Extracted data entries
────────────────

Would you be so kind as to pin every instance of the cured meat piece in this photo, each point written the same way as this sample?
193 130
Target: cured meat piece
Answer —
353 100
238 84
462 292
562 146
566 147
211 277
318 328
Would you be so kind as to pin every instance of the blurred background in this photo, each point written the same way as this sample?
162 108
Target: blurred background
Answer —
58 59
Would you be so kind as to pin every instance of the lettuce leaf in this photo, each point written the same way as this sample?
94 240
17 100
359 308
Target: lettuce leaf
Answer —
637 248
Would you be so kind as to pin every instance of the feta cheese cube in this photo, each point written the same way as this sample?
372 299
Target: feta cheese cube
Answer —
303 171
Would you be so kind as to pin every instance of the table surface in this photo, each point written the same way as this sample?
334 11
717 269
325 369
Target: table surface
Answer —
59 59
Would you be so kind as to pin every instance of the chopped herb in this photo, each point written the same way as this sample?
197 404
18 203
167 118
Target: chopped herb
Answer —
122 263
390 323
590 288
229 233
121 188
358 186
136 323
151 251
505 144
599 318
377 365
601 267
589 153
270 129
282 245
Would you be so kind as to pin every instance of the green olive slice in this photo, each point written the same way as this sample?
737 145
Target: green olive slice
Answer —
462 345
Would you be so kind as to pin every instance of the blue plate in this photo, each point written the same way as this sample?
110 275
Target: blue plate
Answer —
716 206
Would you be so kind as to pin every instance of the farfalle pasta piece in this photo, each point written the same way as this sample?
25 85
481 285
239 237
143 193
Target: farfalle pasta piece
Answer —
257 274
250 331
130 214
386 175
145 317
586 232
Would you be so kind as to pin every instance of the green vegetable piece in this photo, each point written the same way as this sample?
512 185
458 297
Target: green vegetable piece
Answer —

────────────────

Reproduce the material verbatim, line by line.

Would you be so kind as to pin every instance of the cured meat piece in this photo, each point written the same way as this sample?
193 130
Target: cured meat piece
Answer —
353 100
238 84
462 292
562 146
566 147
211 277
318 328
Would you be so kind as to pin every instance of the blurred background in this photo, each point written the same way as this sample?
162 108
Target: blurred background
Answer —
58 59
Would you be so kind as to pin every instance of the lettuce leaf in this photo, each point written the same way as this sample?
94 240
17 100
359 308
Target: lettuce leaf
Answer —
637 248
Would you be so kind as to pin every instance of the feta cheese cube in this photo, each point written the same way as this sample?
372 299
Target: feta cheese cube
Answer —
303 171
Would you be so kind as to pin every instance of the table surface in this photo, each point written the same way as this sample?
334 11
717 269
325 369
Target: table surface
Answer —
59 59
Would you be so kind as to pin every instance of the chopped herb in this photo, each point written the same way as this sample?
197 404
18 203
167 118
Target: chopped herb
Answer —
122 263
390 323
590 288
229 233
121 188
358 186
136 323
151 251
505 144
599 318
377 365
601 267
589 153
270 129
282 245
Would you be so kind as to pin every instance of the green olive slice in this photo, each point written the same way as this sample?
737 145
Target: green olive slice
Answer —
462 345
Would you be so kind as to pin every instance of the blue plate in this photo, each point written the same way as this sample?
110 275
Target: blue plate
Answer —
716 206
Would you be so kind as to pin every instance of the farfalle pasta piece in this photo, each point written the same way as this sample?
25 85
481 285
239 237
143 193
Target: farfalle pasta piece
Answer —
257 274
250 331
130 214
386 175
145 317
586 232
Would you be so kind as to pin every instance of the green vegetable piece in this photo, each point written the same way as this sample?
512 185
458 297
Target: green vegetable piece
Answer —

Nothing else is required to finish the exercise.